◆ **REQUIRED WORK**:
Word for word, retype each record shown below.

◆ **DATA EXTRACT**:
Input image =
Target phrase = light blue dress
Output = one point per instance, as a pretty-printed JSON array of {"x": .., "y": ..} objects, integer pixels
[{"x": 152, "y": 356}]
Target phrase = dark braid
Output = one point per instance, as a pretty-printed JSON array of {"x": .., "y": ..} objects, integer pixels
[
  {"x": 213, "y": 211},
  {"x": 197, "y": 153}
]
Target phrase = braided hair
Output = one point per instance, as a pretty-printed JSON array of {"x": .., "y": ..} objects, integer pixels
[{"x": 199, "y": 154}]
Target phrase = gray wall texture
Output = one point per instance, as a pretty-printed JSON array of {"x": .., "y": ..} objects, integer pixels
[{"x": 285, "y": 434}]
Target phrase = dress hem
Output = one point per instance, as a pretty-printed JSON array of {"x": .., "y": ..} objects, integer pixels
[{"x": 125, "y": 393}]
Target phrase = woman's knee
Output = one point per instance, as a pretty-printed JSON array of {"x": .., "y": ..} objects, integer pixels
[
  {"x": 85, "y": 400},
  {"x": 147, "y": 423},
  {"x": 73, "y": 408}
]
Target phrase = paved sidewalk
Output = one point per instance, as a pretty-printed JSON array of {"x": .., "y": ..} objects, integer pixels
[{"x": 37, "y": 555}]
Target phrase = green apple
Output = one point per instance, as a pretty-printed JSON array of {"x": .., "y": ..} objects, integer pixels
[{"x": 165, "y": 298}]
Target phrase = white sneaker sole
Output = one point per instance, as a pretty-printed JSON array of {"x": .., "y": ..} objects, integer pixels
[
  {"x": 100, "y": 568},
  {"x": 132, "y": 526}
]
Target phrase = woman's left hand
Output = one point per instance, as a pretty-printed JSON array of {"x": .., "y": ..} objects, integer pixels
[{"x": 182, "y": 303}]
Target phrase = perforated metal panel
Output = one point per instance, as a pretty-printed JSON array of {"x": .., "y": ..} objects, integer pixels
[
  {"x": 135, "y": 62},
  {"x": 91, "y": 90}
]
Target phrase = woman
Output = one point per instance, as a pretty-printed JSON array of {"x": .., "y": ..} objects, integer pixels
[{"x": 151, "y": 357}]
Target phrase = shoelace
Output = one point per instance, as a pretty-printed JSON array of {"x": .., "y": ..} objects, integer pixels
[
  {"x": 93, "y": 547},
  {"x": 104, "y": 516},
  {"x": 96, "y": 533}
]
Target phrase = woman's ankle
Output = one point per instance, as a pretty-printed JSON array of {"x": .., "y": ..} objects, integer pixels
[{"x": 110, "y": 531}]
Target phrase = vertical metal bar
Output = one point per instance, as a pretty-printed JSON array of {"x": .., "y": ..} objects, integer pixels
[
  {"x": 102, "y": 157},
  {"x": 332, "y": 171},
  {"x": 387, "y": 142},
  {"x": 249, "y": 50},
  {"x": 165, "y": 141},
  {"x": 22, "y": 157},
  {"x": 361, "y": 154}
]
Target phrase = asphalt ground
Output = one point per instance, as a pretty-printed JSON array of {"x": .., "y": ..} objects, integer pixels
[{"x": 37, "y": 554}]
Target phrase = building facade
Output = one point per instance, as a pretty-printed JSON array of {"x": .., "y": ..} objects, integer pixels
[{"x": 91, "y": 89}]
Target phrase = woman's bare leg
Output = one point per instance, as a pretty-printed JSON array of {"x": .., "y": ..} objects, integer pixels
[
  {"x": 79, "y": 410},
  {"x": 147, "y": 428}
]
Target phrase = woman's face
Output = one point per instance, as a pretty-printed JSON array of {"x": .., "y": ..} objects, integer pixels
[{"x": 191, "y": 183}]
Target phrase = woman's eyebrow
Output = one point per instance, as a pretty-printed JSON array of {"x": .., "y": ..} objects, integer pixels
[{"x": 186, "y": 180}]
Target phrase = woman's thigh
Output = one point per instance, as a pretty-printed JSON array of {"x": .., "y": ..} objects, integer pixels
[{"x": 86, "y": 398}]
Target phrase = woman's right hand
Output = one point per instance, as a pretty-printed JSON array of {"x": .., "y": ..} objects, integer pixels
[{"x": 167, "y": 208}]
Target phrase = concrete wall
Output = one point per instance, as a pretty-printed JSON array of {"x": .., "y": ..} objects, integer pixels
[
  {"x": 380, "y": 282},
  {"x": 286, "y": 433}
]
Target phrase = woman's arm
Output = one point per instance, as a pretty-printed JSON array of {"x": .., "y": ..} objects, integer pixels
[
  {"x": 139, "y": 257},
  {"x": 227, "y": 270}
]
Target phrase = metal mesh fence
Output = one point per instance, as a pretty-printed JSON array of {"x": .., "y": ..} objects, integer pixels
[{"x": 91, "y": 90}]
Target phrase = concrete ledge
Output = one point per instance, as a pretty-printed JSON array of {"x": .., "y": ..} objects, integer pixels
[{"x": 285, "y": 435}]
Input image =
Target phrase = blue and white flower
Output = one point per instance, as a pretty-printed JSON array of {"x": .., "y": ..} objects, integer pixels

◆ **ANSWER SPACE**:
Input image =
Target phrase = light blue dress
Output = one point per instance, as a pretty-printed JSON array of {"x": .., "y": ..} objects, integer pixels
[{"x": 152, "y": 356}]
Target phrase = dark braid
Output = one point per instance, as a pretty-printed JSON array of {"x": .., "y": ..} objects, integer pixels
[
  {"x": 213, "y": 211},
  {"x": 197, "y": 153}
]
Target phrase = braided hair
Output = one point per instance, as a pretty-printed JSON array of {"x": .., "y": ..} objects, integer pixels
[{"x": 199, "y": 154}]
Target phrase = gray wall texture
Output = one point per instance, as a pretty-printed JSON array of {"x": .., "y": ..} objects, integer pixels
[{"x": 285, "y": 434}]
Target phrase = dress hem
Output = one point per instance, as a pretty-printed JSON array of {"x": .., "y": ..} objects, integer pixels
[{"x": 125, "y": 393}]
Target phrase = woman's knee
Output = one point per instance, as a pretty-printed JSON array of {"x": .., "y": ..} objects, integer pixels
[
  {"x": 85, "y": 400},
  {"x": 147, "y": 423},
  {"x": 73, "y": 408}
]
Target phrase = paved sidewalk
Output = one point per instance, as a pretty-printed JSON array of {"x": .., "y": ..} objects, integer pixels
[{"x": 37, "y": 555}]
Target phrase = green apple
Output = one point per instance, as a pretty-printed JSON array of {"x": .., "y": ..} objects, integer pixels
[{"x": 165, "y": 298}]
Target phrase = white sneaker sole
Output = one point per instance, as a pretty-printed JSON array of {"x": .., "y": ..} objects, integer pixels
[
  {"x": 100, "y": 568},
  {"x": 132, "y": 526}
]
Target phrase = woman's left hand
Output = one point per instance, as a pretty-printed JSON array of {"x": .., "y": ..} objects, integer pixels
[{"x": 182, "y": 303}]
Target phrase = perforated metal panel
Output = one point per instance, as a pretty-printed JSON array of {"x": .., "y": ..} objects, integer pixels
[
  {"x": 135, "y": 62},
  {"x": 91, "y": 90}
]
Target phrase = woman
Output = one point per instance, as a pretty-printed JSON array of {"x": .., "y": ..} objects, integer pixels
[{"x": 151, "y": 357}]
Target phrase = shoelace
Output = one point per instance, as a pretty-printed JSON array of {"x": .., "y": ..} objects, integer pixels
[
  {"x": 93, "y": 547},
  {"x": 104, "y": 516},
  {"x": 96, "y": 533}
]
Target phrase = woman's ankle
Output = one point per instance, as a pretty-printed JSON array of {"x": .., "y": ..} objects, integer pixels
[{"x": 110, "y": 531}]
Target phrase = vertical metal bar
Output = one point per instance, as a pretty-printed JSON array of {"x": .., "y": ..} objects, integer pixels
[
  {"x": 102, "y": 157},
  {"x": 332, "y": 171},
  {"x": 387, "y": 142},
  {"x": 249, "y": 50},
  {"x": 165, "y": 141},
  {"x": 22, "y": 157},
  {"x": 361, "y": 154}
]
Target phrase = asphalt ground
Output = one point per instance, as a pretty-printed JSON array of {"x": .., "y": ..} objects, integer pixels
[{"x": 37, "y": 554}]
Target phrase = building facade
Output = one point per instance, as a pretty-printed JSON array of {"x": .., "y": ..} objects, integer pixels
[{"x": 91, "y": 89}]
Target phrase = woman's bare leg
Output = one point per instance, as a pretty-printed JSON array of {"x": .., "y": ..} objects, integer pixels
[
  {"x": 79, "y": 410},
  {"x": 147, "y": 428}
]
Target phrase = woman's face
Output = one point per instance, as a pretty-printed JSON array of {"x": .., "y": ..} objects, integer pixels
[{"x": 191, "y": 183}]
Target phrase = woman's eyebrow
Output = one point per instance, as a pretty-printed JSON array of {"x": .., "y": ..} objects, integer pixels
[{"x": 186, "y": 180}]
Target phrase = woman's thigh
Output = one point per instance, as a pretty-printed JSON array of {"x": .., "y": ..} objects, integer pixels
[{"x": 86, "y": 398}]
Target phrase = woman's right hand
Output = one point per instance, as a pretty-printed JSON array of {"x": .., "y": ..} objects, integer pixels
[{"x": 167, "y": 208}]
Target phrase = concrete wall
Output = one point per instance, as a pretty-printed JSON array of {"x": .., "y": ..} objects, integer pixels
[
  {"x": 380, "y": 282},
  {"x": 286, "y": 433}
]
Target phrase = woman's arm
Output = one point per instance, as a pretty-printed JSON array of {"x": .., "y": ..} objects, integer pixels
[
  {"x": 139, "y": 257},
  {"x": 227, "y": 270}
]
Target phrase = metal mesh fence
Output = one point per instance, as a pretty-printed JSON array of {"x": .., "y": ..} objects, integer pixels
[{"x": 91, "y": 90}]
Target phrase = concrete ledge
Output = one point per instance, as a pretty-printed JSON array of {"x": .., "y": ..} objects, integer pixels
[{"x": 285, "y": 435}]
Input image =
Target phrase = blue and white flower
Output = one point per instance, as a pretty-printed JSON array of {"x": .., "y": ..} objects, integer pixels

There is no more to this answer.